[Items excerpted from a collection]
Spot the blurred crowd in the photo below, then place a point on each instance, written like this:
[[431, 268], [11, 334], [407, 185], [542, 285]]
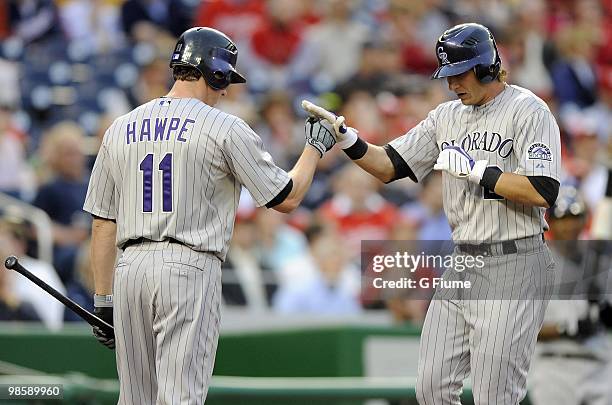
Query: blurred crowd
[[70, 67]]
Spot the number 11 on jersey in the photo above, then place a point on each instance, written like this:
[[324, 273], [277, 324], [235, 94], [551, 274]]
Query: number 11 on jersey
[[165, 166]]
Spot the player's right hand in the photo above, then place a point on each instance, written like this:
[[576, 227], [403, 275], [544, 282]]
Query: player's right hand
[[345, 136], [107, 338], [319, 134]]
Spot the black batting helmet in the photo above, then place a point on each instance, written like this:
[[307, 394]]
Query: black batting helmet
[[569, 203], [212, 53], [464, 47]]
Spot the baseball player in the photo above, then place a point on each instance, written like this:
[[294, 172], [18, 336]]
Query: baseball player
[[164, 189], [498, 148], [573, 363]]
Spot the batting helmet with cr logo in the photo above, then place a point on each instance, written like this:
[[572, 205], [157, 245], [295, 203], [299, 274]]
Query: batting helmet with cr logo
[[464, 47], [212, 53]]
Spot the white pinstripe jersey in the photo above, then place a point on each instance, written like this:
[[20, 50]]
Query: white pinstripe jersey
[[516, 132], [174, 167]]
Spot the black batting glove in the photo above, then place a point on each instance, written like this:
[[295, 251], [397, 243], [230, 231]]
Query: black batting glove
[[320, 134], [103, 309], [605, 314]]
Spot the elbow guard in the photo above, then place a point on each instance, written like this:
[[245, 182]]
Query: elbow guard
[[547, 187], [400, 166]]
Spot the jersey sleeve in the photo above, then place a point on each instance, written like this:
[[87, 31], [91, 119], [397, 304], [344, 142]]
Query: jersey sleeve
[[418, 146], [100, 199], [252, 165], [538, 146]]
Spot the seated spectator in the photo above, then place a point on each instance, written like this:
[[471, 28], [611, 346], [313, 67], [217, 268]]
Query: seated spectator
[[62, 197], [141, 18], [428, 210], [33, 20], [152, 82], [16, 177], [247, 280], [48, 309], [81, 288], [573, 75], [279, 129], [320, 58], [357, 209], [278, 242], [333, 285], [237, 18]]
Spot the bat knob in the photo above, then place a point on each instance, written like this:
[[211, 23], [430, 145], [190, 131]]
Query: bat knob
[[10, 262]]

#### WHAT IS ASKED
Rewrite everything from "Spot the baseball" down to "[[164, 189], [498, 148], [573, 363]]", swapping "baseball player" for "catcher" and leaving the rest unchanged.

#### THE ANSWER
Spot the catcher in the photo above, then place a point on each instance, written like this:
[[294, 172], [18, 336]]
Query: catcher
[[164, 189], [498, 148], [573, 363]]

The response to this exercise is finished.